**PROMPT A**
In the point-biserial correlation text, whose conventions do the small, medium, and large effect thresholds follow?
**PROMPT B**
Print the stretch of the point-biserial correlation text from "Continuous variable approximately" through "total sample size.".

**TEXT SHOWN**

Point-Biserial Correlation#

The point-biserial correlation is a special case of the Pearson correlation that quantifies the linear association between a dichotomous (binary) variable and a continuous variable. It is commonly used when a natural grouping (e.g., gender, pass/fail) needs to be related to a metric outcome. Mathematically, it is identical to the Pearson correlation when the dichotomous variable is coded as 0 and 1.

When to Use#

One variable is dichotomous (exactly two categories, e.g., yes/no, male/female)
The other variable is metric (interval or ratio scaled)
You want to determine the strength and direction of the association between the two variables
Observations are independent of one another
As an alternative to the t-test when you want to report an association measure rather than a group difference

Assumptions#

Dichotomous variable with exactly two categories (0/1 coded)
Continuous variable approximately normally distributed in both groups
Independent observations (no repeated measures)
Homogeneity of variances across both groups (desirable)

Formula#

The point-biserial correlation can be calculated directly from group statistics:

r_{pb} = \frac{\bar{X}_1 - \bar{X}_0}{s_n} \cdot \sqrt{\frac{n_1 \cdot n_0}{n^2}}

Here, $\bar{X}_1$ is the mean of group 1, $\bar{X}_0$ is the mean of group 0, $s_n$ is the standard deviation of all values, $n_1$ and $n_0$ are the group sizes, and $n$ is the total sample size.

Alternatively, you can simply compute the Pearson correlation between the 0/1-coded dichotomous variable and the continuous variable — the result is identical:

r_{pb} = r_{XY} \quad \text{where } X \in \{0, 1\}

Example#

Practical Example: Gender and Reaction Time

A psychology experiment investigates whether there is an association between gender (male = 0, female = 1) and reaction time (in milliseconds).

Data (n = 10):

Male (0): 320, 345, 310, 298, 330 ms → $\bar{X}_0 = 320.6$ ms
Female (1): 290, 275, 305, 280, 295 ms → $\bar{X}_1 = 289.0$ ms

Calculation:

Overall mean: $\bar{X} = 304.8$ ms
Standard deviation: $s_n = 21.3$ ms
$n_0 = 5$ , $n_1 = 5$ , $n = 10$

r_{pb} = \frac{289.0 - 320.6}{21.3} \cdot \sqrt{\frac{5 \cdot 5}{100}} = \frac{-31.6}{21.3} \cdot 0.5 = -0.74

Interpretation: There is a strong negative association ( $r_{pb} = -0.74$ ). Female participants show shorter reaction times on average compared to male participants.

Effect Size#

The point-biserial correlation coefficient $r_{pb}$ is itself an effect size measure and lies on the same scale as Pearson's $r$ :

| $|r_{pb}|$ | Interpretation | |---|---| | 0.10 | Small effect | | 0.30 | Medium effect | | 0.50 | Large effect |

These conventions follow Cohen (1988). Additionally, the coefficient of determination $r_{pb}^2$ can be calculated to express the proportion of explained variance.

R^2 = r_{pb}^2

**INFORMATION SHOWN**
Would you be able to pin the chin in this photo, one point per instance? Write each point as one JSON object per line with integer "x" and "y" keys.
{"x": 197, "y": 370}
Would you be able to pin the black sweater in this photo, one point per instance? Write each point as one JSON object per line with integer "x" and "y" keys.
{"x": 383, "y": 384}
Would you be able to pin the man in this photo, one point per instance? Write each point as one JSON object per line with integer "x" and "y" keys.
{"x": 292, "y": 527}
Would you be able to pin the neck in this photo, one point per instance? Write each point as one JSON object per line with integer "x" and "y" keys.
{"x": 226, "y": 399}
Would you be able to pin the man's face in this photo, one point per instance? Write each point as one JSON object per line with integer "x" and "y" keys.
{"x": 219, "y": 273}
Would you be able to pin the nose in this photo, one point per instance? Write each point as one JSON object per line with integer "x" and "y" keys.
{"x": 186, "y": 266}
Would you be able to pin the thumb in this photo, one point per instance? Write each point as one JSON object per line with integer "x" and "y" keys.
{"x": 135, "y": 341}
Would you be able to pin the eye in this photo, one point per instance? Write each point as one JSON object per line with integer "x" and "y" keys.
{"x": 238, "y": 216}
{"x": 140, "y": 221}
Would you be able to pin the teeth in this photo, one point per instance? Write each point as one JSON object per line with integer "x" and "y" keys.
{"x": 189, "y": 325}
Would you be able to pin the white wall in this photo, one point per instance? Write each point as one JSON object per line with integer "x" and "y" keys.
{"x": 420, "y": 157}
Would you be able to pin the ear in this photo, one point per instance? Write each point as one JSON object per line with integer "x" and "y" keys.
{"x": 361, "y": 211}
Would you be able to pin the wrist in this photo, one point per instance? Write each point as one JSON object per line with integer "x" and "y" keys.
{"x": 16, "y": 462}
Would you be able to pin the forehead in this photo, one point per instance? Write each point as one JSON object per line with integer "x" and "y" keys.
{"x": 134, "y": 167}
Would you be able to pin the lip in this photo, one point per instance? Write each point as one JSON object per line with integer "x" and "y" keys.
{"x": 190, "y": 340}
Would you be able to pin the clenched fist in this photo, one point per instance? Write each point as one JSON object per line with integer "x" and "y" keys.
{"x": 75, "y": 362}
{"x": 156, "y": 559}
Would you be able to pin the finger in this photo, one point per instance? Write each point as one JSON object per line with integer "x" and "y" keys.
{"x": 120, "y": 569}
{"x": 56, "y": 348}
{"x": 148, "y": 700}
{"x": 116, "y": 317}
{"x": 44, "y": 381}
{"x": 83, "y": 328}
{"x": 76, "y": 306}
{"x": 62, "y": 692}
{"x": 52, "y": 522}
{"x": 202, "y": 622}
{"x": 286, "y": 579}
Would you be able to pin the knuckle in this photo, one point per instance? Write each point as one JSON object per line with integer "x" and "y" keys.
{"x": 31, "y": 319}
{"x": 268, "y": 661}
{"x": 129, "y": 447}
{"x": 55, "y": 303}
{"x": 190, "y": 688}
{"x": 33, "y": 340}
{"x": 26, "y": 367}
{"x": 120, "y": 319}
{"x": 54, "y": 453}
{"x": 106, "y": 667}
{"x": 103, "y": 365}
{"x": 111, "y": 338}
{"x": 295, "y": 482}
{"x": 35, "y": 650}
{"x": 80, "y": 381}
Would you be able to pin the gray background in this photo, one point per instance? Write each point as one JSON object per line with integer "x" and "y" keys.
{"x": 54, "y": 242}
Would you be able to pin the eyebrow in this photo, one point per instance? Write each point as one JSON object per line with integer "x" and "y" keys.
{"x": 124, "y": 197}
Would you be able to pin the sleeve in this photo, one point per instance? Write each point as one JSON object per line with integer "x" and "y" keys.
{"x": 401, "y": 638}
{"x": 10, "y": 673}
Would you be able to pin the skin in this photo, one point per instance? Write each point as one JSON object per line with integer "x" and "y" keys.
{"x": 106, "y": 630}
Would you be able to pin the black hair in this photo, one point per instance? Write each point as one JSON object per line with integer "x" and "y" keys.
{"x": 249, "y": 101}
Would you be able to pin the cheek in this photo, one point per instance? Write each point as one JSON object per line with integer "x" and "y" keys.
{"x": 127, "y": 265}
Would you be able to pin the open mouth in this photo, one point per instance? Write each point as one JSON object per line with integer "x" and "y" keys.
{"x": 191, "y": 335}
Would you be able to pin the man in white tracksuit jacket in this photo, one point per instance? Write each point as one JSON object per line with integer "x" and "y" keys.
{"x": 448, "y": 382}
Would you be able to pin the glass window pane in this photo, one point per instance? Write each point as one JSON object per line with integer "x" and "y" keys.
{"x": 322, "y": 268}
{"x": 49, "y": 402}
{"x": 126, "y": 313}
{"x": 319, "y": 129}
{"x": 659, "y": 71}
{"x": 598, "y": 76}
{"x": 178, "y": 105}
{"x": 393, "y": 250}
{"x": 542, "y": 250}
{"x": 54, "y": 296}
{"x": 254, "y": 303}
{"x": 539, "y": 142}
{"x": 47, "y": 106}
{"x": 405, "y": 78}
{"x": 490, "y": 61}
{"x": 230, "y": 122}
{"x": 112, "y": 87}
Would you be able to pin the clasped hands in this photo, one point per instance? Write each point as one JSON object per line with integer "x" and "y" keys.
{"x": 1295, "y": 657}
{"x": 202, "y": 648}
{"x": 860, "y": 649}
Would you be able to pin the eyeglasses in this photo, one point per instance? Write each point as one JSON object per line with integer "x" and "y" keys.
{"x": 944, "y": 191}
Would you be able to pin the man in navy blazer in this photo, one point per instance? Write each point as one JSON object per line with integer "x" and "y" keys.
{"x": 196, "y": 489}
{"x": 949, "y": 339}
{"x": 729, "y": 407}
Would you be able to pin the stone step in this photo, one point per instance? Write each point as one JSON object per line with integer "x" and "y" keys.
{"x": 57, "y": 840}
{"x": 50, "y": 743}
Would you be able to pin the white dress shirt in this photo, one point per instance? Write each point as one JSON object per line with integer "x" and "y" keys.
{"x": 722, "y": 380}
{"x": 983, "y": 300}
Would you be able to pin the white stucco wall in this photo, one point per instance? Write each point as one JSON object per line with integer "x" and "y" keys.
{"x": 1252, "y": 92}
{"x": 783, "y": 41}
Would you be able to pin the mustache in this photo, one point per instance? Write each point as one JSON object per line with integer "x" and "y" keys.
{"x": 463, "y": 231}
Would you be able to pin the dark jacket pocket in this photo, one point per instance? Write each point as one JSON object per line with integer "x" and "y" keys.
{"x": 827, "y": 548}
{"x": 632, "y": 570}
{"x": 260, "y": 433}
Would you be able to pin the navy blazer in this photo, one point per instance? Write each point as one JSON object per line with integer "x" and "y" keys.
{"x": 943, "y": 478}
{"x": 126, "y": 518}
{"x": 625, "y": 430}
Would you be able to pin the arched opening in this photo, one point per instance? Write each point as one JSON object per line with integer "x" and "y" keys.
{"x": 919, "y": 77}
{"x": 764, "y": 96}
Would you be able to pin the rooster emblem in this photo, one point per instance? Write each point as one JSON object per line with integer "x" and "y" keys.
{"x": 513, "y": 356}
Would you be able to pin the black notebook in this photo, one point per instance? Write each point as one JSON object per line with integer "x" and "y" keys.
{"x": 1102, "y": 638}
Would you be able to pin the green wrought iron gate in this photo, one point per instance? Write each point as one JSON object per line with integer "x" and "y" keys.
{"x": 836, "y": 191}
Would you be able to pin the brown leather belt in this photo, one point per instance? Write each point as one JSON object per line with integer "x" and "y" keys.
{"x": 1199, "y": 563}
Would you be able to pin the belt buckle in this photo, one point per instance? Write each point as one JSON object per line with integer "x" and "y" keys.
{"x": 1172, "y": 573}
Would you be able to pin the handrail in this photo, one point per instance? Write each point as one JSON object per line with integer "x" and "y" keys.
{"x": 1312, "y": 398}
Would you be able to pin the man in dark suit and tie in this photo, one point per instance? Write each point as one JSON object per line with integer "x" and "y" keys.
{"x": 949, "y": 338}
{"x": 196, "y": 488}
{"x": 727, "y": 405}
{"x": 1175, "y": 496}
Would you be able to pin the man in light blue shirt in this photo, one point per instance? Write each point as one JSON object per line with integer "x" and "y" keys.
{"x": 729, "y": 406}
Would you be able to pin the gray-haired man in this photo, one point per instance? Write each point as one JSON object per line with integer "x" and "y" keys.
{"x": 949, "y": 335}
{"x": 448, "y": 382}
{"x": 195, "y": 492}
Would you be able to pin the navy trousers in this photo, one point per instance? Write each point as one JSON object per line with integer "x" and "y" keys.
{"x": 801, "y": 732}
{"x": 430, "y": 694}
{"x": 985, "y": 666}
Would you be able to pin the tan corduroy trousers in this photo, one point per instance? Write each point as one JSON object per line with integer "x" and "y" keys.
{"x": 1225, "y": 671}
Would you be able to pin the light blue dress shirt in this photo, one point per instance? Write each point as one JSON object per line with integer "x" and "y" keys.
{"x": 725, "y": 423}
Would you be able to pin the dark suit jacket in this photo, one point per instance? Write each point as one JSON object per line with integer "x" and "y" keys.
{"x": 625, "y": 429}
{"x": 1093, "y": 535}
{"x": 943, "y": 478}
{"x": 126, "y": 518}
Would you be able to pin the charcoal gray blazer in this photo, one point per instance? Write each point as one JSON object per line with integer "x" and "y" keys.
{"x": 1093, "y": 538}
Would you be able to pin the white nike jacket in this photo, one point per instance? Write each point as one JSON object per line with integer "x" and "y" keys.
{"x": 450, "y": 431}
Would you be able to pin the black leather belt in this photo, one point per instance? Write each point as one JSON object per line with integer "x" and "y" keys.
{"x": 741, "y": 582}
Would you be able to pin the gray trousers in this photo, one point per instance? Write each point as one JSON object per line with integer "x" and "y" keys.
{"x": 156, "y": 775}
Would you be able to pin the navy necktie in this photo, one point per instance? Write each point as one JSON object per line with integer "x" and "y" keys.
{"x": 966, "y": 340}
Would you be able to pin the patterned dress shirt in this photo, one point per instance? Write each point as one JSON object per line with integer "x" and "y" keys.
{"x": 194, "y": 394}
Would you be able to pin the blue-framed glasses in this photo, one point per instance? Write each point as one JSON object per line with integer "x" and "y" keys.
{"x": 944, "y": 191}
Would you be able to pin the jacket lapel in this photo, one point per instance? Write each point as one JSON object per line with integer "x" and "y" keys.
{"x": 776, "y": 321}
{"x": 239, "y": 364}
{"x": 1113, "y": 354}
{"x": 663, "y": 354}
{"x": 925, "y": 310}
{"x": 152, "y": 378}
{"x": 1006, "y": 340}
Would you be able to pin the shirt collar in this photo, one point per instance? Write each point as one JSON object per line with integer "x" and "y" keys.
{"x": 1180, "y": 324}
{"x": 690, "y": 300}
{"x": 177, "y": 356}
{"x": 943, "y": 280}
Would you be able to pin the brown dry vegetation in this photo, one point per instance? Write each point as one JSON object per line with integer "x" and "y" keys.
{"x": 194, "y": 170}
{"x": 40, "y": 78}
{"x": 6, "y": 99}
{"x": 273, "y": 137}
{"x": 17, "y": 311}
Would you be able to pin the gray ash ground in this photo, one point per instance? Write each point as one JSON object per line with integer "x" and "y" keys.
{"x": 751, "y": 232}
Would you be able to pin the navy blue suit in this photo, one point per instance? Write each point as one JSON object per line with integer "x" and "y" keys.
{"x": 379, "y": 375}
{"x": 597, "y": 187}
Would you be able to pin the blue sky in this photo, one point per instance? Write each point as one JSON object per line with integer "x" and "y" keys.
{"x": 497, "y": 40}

**FINAL RESULT A**
Cohen (1988)

**FINAL RESULT B**
Continuous variable approximately normally distributed in both groups
Independent observations (no repeated measures)
Homogeneity of variances across both groups (desirable)

Formula#

The point-biserial correlation can be calculated directly from group statistics:

r_{pb} = \frac{\bar{X}_1 - \bar{X}_0}{s_n} \cdot \sqrt{\frac{n_1 \cdot n_0}{n^2}}

Here, $\bar{X}_1$ is the mean of group 1, $\bar{X}_0$ is the mean of group 0, $s_n$ is the standard deviation of all values, $n_1$ and $n_0$ are the group sizes, and $n$ is the total sample size.